[Dataset records — start]

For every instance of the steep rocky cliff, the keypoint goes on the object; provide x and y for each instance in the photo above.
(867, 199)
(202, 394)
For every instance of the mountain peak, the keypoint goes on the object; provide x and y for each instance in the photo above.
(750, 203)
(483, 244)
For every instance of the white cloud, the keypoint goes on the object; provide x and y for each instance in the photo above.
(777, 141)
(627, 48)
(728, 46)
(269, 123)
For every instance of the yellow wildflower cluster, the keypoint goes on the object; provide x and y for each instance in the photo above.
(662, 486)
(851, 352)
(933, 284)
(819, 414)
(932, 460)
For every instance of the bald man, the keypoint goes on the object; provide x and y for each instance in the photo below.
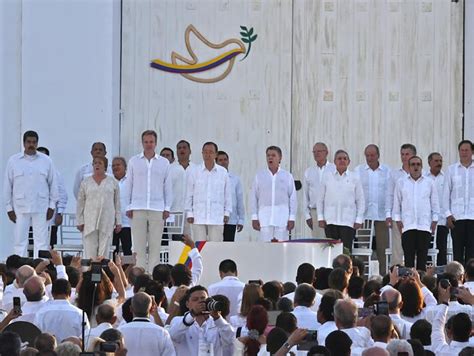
(395, 303)
(34, 291)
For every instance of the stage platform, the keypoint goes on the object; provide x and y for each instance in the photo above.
(260, 260)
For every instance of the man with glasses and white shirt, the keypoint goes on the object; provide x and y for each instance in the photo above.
(458, 203)
(208, 197)
(311, 184)
(407, 150)
(374, 178)
(415, 210)
(273, 199)
(149, 197)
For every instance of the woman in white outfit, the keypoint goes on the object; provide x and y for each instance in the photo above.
(98, 210)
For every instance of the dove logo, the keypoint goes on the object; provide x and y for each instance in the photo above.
(219, 57)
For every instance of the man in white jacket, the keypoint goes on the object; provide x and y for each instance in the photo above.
(415, 210)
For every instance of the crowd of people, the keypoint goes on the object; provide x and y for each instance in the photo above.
(130, 204)
(142, 307)
(63, 307)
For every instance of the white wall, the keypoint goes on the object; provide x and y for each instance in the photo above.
(346, 72)
(67, 79)
(469, 72)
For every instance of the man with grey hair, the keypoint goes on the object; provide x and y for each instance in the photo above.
(24, 272)
(16, 288)
(396, 347)
(375, 351)
(407, 151)
(341, 202)
(142, 336)
(304, 300)
(374, 177)
(345, 316)
(435, 161)
(34, 291)
(311, 186)
(395, 303)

[Dataset records — finish]

## Task brief
Transcribe, without alteration, each line from the one with "For every instance of the mountain" through the last line of the data; no pictures belong in the copy.

## Finished exercise
For every instance of the mountain peak, the keypoint goes on the object; provide x and y for each instance in the photo above.
(750, 203)
(483, 244)
For every instance of the white cloud, the keypoint goes on the object; provide x and y for each instance in the photo above.
(777, 141)
(627, 48)
(728, 46)
(269, 123)
For every instance of the yellow wildflower cluster, the keypoint goes on the object; provide x and y for each instance in the photo above.
(662, 486)
(851, 352)
(933, 284)
(819, 414)
(932, 460)
For every instance of the bald man, the keypoint goes on the object; provide x and y for each instance in the photo below.
(395, 303)
(34, 291)
For every instance of the stage platform, the keypoint goes on the object; provide x and y for each instance in the photo above.
(260, 260)
For every instance of the man with glasses and white shirt, the keypoint goes on the object; provide x and y for each instance in the photo above.
(458, 203)
(208, 197)
(311, 184)
(407, 150)
(374, 178)
(415, 210)
(273, 199)
(149, 197)
For every instance of the woman in white outfit, the keypoint goes on the object; provide x and y for each instance in the photo above.
(98, 210)
For every instance of the dove logo, the keypoint goes on the object; provide x and y for each instance in the photo above.
(219, 57)
For every instance of the man in white jacket, the keypoint goes on the object; provide x and y for each instance in the photo above.
(415, 210)
For every instance of the crowd of people, the keypoint goes on the object; provide x and y for each instance in the photo above.
(130, 204)
(142, 307)
(63, 307)
For every instance of the white wall, the keypoint goes on the object; provide x and y for each instance in the photo above.
(346, 72)
(67, 79)
(469, 72)
For every instance of the man with grey hair, the keypoint goes on the object; provide x and y for each instance in the photo above.
(24, 272)
(16, 288)
(396, 347)
(375, 351)
(407, 151)
(341, 202)
(142, 336)
(304, 300)
(374, 177)
(345, 316)
(435, 161)
(34, 291)
(311, 186)
(395, 303)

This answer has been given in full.